§ **WHAT IS REQUIRED**:
Among the lines below, count those containing the word "shoe". Give the number only.

▽

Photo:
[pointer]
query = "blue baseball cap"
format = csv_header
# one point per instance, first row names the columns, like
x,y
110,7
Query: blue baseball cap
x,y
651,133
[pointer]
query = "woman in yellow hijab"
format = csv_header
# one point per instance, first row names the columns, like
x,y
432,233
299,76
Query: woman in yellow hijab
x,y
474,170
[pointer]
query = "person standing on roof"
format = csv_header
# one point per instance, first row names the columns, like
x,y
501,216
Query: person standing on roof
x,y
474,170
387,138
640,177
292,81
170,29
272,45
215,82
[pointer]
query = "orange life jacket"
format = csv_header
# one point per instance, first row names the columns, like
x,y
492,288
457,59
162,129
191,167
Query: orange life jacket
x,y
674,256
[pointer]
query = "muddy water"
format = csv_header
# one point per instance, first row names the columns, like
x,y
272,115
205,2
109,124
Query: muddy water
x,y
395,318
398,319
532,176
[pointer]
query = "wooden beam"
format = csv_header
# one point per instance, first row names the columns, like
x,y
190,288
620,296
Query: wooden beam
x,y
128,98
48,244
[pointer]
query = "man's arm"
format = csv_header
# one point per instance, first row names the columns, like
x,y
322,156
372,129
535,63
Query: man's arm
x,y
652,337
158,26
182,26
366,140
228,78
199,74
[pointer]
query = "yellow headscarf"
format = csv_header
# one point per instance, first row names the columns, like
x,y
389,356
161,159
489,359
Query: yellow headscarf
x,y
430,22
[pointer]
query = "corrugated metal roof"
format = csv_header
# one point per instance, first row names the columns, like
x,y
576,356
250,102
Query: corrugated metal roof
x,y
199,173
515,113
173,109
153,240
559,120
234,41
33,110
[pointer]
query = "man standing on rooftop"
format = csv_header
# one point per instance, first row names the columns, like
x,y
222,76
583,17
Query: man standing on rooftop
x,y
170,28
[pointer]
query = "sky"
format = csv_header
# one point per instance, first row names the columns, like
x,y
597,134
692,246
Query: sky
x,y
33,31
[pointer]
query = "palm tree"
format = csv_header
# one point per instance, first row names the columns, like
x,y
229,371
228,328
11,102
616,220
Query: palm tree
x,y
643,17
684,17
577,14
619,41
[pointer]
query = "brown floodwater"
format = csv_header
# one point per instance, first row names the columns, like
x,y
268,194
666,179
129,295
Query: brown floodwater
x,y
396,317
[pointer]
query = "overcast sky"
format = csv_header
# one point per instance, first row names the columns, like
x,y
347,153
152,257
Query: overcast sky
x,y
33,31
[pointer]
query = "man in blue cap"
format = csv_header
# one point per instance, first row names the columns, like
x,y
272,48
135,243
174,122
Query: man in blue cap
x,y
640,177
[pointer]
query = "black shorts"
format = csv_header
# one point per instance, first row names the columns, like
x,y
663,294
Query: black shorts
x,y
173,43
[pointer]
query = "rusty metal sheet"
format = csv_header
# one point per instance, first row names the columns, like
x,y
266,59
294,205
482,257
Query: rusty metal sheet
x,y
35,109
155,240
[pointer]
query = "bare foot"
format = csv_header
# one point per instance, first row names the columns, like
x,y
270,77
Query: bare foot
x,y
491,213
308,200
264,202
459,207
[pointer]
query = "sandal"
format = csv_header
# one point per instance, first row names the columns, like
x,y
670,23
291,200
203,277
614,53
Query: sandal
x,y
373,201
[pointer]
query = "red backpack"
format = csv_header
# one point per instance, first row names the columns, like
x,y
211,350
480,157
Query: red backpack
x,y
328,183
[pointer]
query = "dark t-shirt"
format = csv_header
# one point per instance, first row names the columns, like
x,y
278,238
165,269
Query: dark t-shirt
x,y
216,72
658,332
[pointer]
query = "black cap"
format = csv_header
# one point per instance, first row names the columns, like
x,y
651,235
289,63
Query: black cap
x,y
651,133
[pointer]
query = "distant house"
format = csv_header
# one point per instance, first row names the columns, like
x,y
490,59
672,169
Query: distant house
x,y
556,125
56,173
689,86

△
▽

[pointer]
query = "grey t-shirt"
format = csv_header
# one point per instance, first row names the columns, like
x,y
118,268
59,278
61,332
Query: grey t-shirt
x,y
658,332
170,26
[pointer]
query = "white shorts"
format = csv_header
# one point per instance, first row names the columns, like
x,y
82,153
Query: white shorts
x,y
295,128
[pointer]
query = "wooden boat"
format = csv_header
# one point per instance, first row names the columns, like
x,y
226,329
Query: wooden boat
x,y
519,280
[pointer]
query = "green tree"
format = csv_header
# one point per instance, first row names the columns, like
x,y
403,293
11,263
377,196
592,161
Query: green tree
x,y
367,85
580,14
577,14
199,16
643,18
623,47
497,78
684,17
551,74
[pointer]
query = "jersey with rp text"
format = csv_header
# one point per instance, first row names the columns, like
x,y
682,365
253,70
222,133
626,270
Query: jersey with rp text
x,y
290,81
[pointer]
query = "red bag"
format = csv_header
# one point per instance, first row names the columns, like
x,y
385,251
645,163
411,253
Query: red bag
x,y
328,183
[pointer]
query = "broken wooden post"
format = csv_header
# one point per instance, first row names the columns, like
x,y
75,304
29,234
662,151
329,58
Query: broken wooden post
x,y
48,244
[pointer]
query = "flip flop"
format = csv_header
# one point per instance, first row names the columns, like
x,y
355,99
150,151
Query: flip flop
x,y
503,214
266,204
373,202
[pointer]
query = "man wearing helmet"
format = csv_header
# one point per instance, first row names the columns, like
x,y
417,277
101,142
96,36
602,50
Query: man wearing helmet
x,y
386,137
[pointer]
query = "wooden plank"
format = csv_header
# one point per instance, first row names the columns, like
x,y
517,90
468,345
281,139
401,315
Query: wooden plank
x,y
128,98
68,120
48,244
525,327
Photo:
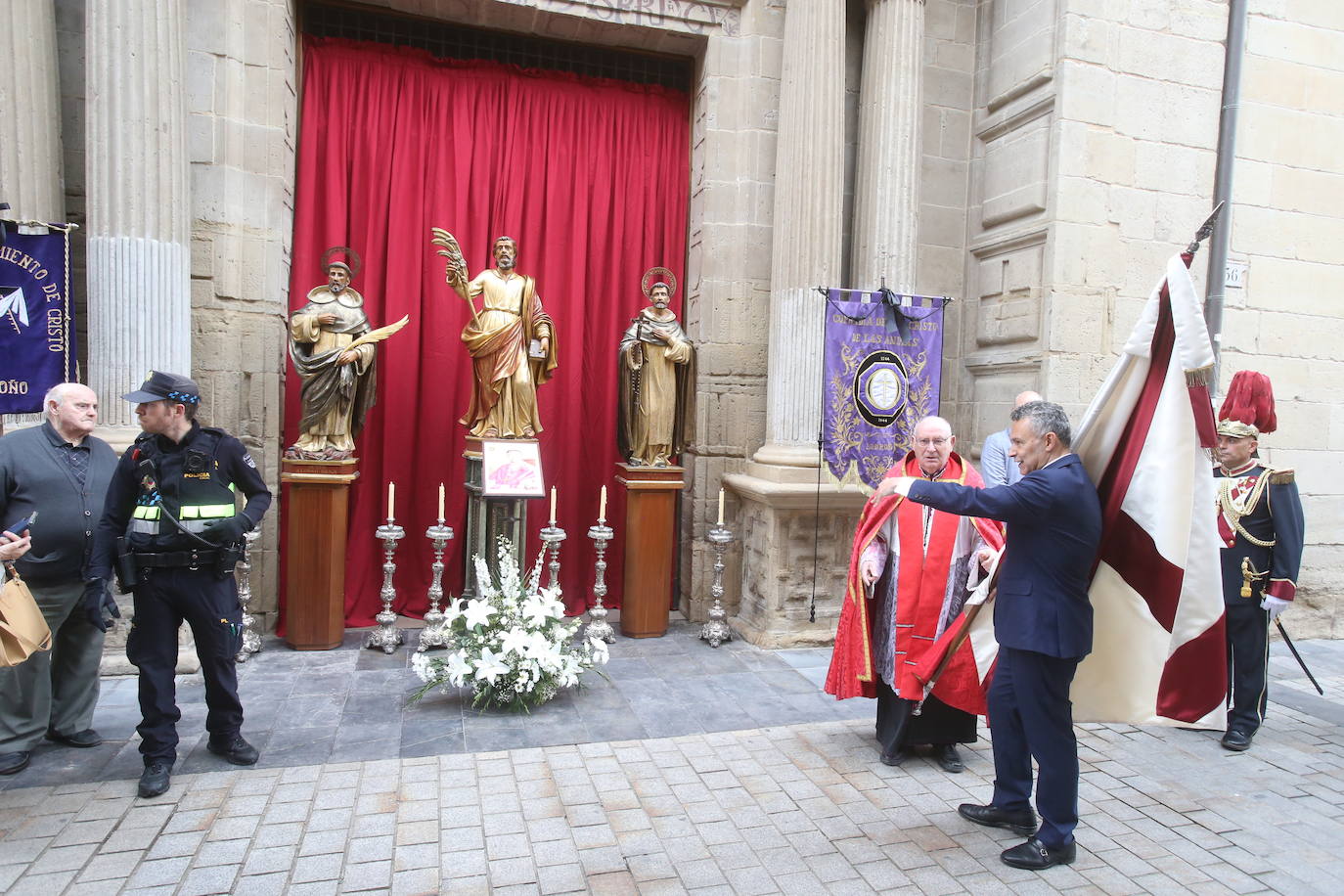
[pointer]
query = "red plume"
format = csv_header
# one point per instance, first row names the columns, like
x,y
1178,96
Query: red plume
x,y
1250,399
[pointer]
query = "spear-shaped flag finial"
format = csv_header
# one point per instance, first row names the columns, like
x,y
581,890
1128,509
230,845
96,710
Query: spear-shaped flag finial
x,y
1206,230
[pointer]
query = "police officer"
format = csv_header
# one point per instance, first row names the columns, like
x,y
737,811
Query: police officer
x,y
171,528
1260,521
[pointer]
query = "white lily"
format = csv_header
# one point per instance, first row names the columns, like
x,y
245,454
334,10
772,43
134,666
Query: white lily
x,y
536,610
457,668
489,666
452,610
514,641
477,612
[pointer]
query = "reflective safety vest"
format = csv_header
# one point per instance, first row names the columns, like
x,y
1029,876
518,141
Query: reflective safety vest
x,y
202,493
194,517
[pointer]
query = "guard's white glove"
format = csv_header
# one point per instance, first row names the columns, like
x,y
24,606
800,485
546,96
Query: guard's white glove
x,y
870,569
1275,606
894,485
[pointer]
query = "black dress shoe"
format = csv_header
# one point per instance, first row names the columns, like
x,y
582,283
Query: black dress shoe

△
▽

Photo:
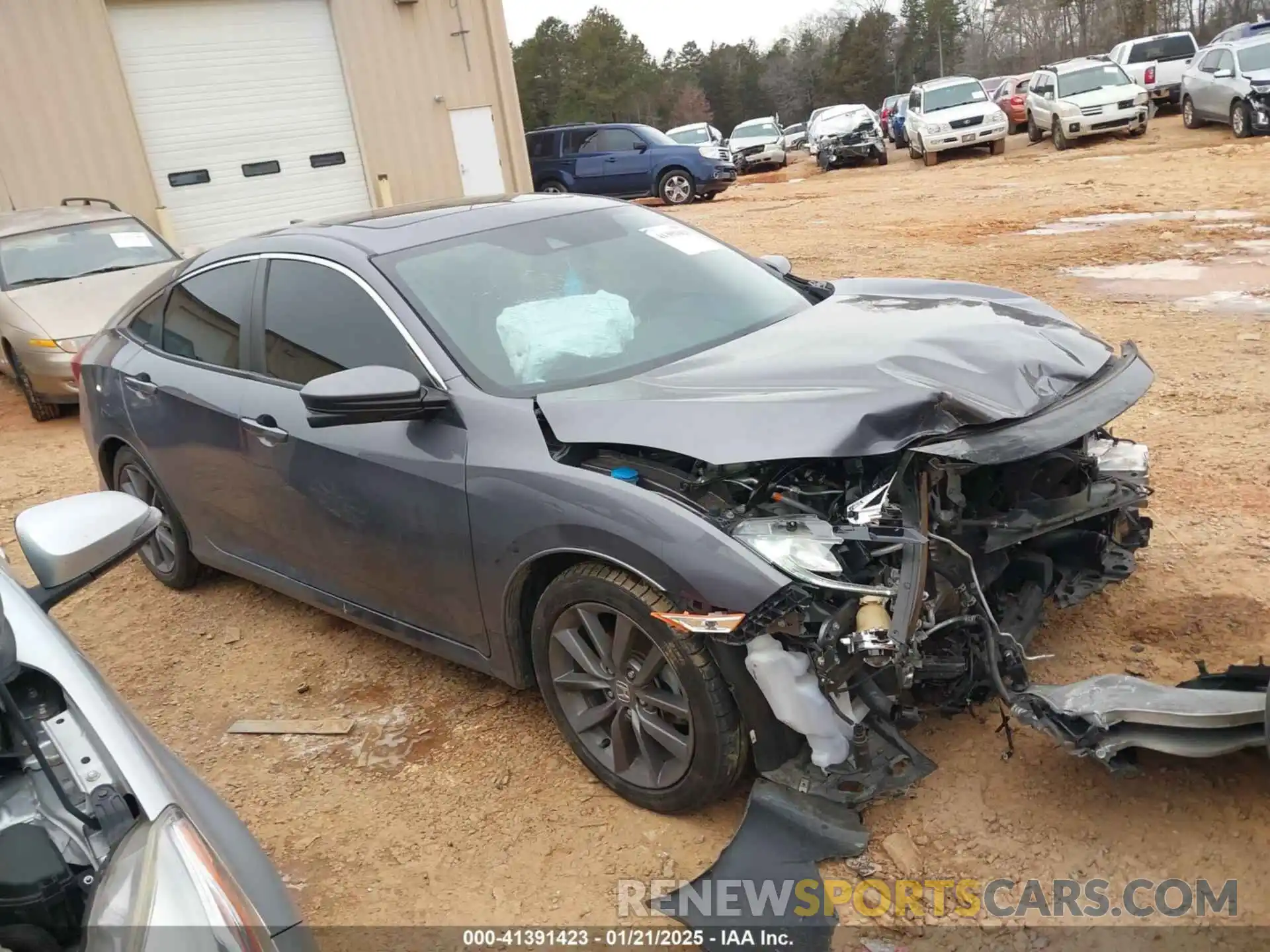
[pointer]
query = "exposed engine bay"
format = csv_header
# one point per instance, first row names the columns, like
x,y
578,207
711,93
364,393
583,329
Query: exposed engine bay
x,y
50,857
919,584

△

§ **ANSWER SECTION**:
2